* GIVEN TEXT
★ ★ ★ ★ ★
There's A 3km Beer Pipeline And It's As Magical As You'd Imagine

    It's exactly what it sounds like.

    There is an underground beer pipeline. It is over 3 kilometres long, and I've seen it.

    Naturally, when I found out about this fact, I had a lot of questions to ask, in a very excitable tone. I popped over to Belgium with my pal Tom Scott, in a quest to find answers for you, dear reader, and also to try to get some beer out of it.

    All we knew going into this was that the pipe connects De Halve Maan brewery in Bruges to its bottling plant, which is just outside the old city. Luckily, the brewery agreed to show us around and answer all the sensible and ridiculous questions we had. Anne Vanneste, assistant manager, and Bernard Degroote, bottling plant production manager, gave us the yeasty details.

    So, why is there a pipeline in the first place?

    A little context is required: The pipeline connects the brewery and the bottling plant, which would typically operate on the same site. As such, most factories will contain a small pipeline connecting these two stages; it's just usually much shorter. The main reason this dramatically longer beer pipeline exists is down to heritage.
★ ★ ★ ★ ★
* RAW DATA
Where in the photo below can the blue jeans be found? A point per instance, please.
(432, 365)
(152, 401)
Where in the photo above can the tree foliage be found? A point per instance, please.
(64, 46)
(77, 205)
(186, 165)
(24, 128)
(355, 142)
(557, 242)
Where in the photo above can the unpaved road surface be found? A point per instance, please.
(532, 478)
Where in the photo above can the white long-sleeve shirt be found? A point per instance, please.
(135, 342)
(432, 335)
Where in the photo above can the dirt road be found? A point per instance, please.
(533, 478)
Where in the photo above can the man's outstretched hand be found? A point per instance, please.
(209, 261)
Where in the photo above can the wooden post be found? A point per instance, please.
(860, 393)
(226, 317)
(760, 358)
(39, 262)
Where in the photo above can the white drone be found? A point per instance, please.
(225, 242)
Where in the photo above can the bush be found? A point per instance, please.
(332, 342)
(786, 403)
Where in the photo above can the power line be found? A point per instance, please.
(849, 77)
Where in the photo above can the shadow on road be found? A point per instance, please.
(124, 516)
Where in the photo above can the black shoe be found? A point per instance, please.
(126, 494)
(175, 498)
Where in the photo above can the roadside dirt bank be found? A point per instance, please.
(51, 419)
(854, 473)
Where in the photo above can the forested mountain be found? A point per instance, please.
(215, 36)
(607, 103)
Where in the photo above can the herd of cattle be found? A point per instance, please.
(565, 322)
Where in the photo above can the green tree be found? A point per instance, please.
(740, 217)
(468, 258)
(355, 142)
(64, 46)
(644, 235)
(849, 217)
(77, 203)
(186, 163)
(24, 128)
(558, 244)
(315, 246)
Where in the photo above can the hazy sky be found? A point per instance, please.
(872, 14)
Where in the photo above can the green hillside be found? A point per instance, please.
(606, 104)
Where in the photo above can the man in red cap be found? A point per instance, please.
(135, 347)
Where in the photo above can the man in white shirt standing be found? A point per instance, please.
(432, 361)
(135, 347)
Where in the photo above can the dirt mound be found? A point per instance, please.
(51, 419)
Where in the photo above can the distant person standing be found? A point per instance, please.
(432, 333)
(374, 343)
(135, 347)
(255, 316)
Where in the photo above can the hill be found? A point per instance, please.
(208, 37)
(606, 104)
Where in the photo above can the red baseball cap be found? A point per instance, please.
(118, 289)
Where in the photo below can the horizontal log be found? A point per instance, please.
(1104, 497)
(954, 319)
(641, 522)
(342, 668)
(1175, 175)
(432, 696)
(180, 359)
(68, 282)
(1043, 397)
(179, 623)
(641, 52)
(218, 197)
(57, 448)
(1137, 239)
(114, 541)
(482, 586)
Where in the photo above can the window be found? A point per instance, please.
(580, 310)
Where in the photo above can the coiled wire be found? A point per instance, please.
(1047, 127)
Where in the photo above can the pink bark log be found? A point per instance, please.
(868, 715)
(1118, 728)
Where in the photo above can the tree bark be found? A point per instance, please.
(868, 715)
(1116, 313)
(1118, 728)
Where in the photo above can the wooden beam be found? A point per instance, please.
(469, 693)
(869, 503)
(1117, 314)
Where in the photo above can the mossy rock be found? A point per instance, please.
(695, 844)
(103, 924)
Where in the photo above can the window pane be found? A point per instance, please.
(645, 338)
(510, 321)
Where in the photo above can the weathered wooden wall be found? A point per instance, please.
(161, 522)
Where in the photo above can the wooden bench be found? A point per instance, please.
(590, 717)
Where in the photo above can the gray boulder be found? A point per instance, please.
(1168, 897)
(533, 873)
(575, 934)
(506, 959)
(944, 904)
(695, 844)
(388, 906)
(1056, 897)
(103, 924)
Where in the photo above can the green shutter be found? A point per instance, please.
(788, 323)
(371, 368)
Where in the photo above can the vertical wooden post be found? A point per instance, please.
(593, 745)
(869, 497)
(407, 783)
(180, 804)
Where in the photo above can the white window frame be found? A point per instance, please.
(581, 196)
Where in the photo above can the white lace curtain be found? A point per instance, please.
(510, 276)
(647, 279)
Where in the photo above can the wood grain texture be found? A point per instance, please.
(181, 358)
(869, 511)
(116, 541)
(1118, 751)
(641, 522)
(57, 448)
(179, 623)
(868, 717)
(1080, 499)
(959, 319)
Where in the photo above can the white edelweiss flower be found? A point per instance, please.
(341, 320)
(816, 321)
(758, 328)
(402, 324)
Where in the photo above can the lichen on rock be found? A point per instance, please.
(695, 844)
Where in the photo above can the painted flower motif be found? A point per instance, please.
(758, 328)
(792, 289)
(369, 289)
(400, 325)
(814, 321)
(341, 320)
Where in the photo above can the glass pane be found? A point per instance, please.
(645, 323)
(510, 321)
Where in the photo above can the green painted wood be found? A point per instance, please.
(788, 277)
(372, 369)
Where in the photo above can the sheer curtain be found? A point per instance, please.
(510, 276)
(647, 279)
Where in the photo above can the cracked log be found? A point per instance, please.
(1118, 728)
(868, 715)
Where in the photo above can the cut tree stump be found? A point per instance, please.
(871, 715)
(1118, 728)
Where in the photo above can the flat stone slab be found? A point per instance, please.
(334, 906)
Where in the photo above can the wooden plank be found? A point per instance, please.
★ ★ ★ ★ ★
* THE TASKS
1. Answer the following questions using the beer pipeline article.
(a) How long is the underground beer pipeline?
(b) Which brewery does the pipeline connect to its bottling plant, and in which city is that brewery located?
(c) What position does Bernard Degroote hold?
2. Extend the article about the Bruges beer pipeline, beginning directly after its final sentence.

* FINAL RESULTS
1.
(a) It is over 3 kilometres long.
(b) It connects De Halve Maan brewery, which is in Bruges.
(c) He is the bottling plant production manager.

2.
    This map may help explain the situation:

    Bruges is a tiny UNESCO World Heritage site of a city; the central area, surrounded by a canal, is rather strained for space. De Halve Maan has been brewing there since 1856, and it's now the oldest brewery operating within Bruges.

    The brewers wanted to increase production levels, and as they can't build out, and they've already built up as much as they can, they had to build the new bottling plant elsewhere.

    They really wanted to keep doing the actual brewing in Bruges. It's kind of their whole deal. And so, the pipeline was built!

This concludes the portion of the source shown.